Укажите, кто, согласно тексту о свадьбах, теперь играет в зале, где раньше висели портреты Ленина.

ТЕКСТ ДЛЯ ЧТЕНИЯ:
——————————

От советских свадеб до наших дней сохранилась какая-то атмосфера фабричного конвейера, как будто речь идет о кузнечном цехе, где кольцами сковывают союзы. В здании ЗАГСа ждущие своей очереди пары толкутся в коридоре с другими парами в самый незабываемый день своей жизни.
Чтобы как-то противостоять обыденности и компенсировать утрату значимости момента, которую неизбежно несут в себе поставленные на поток бракосочетания, в зале, где раньше висели портреты Ленина, сейчас играет пианист. Конечно, ему далеко до церковных хоров царской России, но он все же в какой-то степени повышает эмоциональный тонус переживаемого события.
И в этой обстановке эстетического смешения, которое впитало в себя торжественность церковного обряда венчания и приземленность советских свадеб, на первый план выходит постмодернистская фигура тамады, мелкого языческого беса, который ни во что не верит, а лишь выискивает, кого бы из гостей принести в жертву на алтарь свадьбы, которой он руководит.

——————————

ИЗВЛЕЧЕННЫЕ ДАННЫЕ:
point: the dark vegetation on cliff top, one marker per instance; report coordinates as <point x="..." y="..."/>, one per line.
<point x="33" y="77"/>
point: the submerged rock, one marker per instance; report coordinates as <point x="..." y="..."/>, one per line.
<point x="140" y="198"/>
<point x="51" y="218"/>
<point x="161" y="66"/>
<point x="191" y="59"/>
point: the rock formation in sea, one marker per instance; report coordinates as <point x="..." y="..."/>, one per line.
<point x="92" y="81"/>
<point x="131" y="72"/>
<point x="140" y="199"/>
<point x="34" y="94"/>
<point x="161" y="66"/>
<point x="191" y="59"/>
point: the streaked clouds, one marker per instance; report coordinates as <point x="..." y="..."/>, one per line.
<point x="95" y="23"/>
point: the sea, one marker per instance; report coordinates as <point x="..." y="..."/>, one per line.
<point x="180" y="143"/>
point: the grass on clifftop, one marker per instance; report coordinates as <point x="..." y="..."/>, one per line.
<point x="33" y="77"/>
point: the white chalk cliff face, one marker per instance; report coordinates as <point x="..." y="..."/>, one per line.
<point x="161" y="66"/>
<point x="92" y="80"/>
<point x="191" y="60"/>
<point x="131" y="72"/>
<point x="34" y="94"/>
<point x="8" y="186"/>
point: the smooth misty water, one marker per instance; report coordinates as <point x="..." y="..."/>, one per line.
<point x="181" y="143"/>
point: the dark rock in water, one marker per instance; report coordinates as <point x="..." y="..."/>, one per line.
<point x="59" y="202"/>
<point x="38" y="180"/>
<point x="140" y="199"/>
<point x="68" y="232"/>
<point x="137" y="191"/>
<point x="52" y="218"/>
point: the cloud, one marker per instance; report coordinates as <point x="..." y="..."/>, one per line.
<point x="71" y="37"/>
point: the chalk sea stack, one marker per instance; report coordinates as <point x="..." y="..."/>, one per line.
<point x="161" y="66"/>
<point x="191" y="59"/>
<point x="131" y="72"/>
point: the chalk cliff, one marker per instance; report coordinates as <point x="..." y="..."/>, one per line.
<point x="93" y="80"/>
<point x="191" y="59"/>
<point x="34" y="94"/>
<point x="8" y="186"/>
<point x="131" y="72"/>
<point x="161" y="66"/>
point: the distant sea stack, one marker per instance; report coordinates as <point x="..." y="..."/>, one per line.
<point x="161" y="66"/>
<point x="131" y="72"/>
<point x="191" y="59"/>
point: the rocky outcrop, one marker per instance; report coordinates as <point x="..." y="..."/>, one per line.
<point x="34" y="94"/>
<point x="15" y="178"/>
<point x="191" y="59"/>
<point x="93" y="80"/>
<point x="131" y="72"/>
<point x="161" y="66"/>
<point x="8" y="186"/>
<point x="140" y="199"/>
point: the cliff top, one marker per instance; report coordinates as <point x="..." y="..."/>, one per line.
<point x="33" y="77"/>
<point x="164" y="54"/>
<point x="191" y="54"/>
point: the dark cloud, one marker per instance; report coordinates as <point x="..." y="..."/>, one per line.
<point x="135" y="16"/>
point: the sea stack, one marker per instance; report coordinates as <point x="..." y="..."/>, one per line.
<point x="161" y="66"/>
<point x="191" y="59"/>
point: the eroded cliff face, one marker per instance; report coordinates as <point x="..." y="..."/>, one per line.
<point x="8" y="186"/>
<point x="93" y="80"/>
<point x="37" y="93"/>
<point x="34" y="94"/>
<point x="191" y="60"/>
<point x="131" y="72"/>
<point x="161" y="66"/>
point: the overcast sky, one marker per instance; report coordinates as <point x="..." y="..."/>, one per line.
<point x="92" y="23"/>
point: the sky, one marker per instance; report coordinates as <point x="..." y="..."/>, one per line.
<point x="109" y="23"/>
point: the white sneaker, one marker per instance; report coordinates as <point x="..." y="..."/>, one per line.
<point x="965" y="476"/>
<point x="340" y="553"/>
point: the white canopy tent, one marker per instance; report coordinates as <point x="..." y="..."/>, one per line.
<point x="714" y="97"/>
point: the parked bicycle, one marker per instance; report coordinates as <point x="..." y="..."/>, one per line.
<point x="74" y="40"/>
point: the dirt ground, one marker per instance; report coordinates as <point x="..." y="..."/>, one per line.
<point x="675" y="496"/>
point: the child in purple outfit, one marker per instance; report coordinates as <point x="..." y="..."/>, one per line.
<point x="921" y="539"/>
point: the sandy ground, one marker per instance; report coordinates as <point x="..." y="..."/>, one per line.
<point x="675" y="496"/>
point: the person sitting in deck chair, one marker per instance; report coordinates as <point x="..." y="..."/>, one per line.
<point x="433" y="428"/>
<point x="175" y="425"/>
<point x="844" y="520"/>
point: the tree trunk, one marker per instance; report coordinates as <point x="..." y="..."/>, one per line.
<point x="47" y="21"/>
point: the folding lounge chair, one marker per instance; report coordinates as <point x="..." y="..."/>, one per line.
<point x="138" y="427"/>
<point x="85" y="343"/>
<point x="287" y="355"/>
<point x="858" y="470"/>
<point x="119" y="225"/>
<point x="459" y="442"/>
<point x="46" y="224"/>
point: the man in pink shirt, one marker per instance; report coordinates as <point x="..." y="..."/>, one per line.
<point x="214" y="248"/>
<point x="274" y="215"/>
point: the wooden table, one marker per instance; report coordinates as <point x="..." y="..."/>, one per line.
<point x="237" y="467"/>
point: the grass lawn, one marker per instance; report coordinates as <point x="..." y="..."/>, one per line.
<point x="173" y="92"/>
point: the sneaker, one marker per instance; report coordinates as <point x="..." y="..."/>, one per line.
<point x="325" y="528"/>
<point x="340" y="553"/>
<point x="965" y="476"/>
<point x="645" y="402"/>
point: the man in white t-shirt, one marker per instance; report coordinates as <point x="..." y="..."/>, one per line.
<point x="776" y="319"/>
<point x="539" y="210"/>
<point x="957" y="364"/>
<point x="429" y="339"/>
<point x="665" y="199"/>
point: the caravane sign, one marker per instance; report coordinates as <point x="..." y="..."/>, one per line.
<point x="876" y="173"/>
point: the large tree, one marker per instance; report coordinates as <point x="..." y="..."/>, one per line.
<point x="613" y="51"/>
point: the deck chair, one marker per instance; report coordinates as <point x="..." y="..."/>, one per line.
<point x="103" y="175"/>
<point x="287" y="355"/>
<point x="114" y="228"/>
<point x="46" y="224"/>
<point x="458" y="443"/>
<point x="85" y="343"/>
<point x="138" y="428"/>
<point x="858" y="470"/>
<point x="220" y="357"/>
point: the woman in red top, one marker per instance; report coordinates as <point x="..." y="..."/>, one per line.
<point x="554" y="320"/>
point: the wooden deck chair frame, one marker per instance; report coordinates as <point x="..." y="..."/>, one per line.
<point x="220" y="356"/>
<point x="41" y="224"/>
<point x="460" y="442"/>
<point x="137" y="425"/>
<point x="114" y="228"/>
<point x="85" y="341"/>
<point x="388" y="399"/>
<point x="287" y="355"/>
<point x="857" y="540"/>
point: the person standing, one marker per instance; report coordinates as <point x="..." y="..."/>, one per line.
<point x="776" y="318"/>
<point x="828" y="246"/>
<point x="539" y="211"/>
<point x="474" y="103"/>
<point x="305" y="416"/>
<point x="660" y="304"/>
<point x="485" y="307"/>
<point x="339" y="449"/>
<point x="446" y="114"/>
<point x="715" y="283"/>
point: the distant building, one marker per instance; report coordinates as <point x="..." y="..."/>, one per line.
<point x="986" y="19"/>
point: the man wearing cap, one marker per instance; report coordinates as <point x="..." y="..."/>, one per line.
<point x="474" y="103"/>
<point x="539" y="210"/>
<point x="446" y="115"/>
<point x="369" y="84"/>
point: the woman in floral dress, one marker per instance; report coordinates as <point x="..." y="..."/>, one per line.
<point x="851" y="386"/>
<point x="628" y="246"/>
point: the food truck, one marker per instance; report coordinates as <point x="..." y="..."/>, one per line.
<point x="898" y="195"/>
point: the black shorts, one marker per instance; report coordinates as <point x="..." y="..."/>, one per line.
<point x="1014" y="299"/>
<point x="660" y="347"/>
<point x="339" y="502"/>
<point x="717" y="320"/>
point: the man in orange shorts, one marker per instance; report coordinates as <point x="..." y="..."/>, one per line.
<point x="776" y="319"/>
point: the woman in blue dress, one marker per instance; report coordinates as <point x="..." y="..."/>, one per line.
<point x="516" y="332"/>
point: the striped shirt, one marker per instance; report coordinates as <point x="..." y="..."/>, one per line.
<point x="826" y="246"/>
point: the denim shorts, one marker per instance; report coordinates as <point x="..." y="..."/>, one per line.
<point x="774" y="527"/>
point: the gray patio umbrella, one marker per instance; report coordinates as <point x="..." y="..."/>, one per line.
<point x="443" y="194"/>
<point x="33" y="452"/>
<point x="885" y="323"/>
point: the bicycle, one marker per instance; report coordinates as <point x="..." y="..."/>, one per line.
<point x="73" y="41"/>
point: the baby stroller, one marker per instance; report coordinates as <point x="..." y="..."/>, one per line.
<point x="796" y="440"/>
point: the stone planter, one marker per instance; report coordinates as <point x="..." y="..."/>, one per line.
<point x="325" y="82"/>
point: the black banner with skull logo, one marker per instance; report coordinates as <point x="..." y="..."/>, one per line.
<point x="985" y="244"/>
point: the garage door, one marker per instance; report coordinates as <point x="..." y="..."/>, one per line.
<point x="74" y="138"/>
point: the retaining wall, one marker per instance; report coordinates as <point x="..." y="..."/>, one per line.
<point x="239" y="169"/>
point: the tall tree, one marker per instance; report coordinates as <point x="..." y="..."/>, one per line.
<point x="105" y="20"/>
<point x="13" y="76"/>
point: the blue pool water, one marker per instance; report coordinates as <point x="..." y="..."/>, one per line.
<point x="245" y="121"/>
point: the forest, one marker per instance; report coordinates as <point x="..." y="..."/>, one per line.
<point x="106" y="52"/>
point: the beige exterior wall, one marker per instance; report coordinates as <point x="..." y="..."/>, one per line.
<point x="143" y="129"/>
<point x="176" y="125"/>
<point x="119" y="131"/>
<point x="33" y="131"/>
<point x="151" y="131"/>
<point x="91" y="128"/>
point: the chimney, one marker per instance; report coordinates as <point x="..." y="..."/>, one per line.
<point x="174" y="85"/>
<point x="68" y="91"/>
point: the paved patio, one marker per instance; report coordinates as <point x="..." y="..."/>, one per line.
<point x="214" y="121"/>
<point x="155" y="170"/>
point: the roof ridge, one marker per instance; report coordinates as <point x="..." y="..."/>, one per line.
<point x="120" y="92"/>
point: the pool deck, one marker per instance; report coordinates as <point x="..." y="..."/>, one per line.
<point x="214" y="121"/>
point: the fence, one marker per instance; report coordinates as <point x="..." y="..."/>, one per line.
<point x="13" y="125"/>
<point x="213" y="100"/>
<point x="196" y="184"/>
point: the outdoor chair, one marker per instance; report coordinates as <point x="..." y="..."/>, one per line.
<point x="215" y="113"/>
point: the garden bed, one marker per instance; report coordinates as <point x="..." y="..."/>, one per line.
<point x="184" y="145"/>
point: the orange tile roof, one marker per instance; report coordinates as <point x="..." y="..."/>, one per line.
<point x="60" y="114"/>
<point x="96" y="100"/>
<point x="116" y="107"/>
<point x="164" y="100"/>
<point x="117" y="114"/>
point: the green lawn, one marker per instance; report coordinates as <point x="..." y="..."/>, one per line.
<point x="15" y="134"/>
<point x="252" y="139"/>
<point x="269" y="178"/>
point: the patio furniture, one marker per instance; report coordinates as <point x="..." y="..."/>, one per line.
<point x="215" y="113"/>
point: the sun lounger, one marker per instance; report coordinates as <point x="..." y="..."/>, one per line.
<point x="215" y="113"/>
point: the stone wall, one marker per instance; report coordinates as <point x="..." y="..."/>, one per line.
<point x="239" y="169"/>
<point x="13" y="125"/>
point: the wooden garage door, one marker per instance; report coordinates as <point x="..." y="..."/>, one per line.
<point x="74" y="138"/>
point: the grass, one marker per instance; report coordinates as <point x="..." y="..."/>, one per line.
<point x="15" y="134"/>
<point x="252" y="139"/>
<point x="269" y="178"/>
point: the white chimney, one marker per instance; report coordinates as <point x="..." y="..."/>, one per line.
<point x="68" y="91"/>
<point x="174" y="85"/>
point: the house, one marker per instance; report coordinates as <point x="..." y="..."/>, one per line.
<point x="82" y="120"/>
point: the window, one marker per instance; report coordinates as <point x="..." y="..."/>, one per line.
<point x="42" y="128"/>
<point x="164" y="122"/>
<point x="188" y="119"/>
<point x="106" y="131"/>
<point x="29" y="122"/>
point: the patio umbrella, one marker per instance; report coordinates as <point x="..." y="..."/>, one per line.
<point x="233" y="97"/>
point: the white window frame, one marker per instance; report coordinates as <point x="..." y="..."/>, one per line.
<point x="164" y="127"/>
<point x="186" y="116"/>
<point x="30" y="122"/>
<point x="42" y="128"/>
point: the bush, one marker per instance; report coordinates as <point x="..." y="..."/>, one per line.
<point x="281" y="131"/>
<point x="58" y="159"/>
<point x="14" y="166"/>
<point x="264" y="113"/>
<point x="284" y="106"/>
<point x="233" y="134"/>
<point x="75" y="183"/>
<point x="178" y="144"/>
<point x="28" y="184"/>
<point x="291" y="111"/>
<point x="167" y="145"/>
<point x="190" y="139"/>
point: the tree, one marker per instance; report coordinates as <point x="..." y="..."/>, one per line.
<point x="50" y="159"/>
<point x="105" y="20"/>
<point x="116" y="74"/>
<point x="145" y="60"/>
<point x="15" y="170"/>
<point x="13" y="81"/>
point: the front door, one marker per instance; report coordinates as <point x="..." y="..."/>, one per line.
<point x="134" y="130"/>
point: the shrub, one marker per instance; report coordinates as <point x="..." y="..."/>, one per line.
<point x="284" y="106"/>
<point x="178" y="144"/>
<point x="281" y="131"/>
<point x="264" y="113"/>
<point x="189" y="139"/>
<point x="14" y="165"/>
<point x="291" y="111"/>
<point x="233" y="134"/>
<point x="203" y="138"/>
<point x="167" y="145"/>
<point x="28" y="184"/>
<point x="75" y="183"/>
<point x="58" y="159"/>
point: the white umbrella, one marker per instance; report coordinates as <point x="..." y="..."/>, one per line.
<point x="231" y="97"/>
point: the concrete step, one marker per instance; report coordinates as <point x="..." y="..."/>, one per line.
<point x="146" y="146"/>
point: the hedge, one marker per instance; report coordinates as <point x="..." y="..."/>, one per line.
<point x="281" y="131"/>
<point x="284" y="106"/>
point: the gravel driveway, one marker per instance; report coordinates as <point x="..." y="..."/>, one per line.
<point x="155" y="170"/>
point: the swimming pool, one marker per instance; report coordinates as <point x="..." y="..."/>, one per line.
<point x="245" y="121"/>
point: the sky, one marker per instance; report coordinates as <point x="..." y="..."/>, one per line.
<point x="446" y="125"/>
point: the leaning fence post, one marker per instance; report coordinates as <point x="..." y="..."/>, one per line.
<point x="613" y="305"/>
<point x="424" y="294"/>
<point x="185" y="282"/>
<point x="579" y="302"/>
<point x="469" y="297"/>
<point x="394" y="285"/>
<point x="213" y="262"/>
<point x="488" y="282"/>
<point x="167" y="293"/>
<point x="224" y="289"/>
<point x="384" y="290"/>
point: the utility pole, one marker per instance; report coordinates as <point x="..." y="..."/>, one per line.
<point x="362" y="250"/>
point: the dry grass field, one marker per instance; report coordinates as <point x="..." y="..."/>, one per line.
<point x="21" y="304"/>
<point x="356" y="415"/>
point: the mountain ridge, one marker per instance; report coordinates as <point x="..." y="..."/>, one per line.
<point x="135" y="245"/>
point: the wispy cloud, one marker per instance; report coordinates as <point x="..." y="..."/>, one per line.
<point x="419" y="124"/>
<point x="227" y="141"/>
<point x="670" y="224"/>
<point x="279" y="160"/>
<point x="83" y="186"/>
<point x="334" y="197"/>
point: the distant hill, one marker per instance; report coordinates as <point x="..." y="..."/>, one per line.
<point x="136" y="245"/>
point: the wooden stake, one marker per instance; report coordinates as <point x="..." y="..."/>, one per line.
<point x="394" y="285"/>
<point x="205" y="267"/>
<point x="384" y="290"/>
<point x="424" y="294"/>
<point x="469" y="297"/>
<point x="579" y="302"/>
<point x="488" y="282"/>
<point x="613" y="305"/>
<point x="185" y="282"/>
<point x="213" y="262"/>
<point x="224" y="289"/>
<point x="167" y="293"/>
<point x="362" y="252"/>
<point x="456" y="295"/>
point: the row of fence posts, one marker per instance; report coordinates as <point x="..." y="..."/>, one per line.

——————————

РЕЗУЛЬТАТ УПРАЖНЕНИЯ:
Пианист.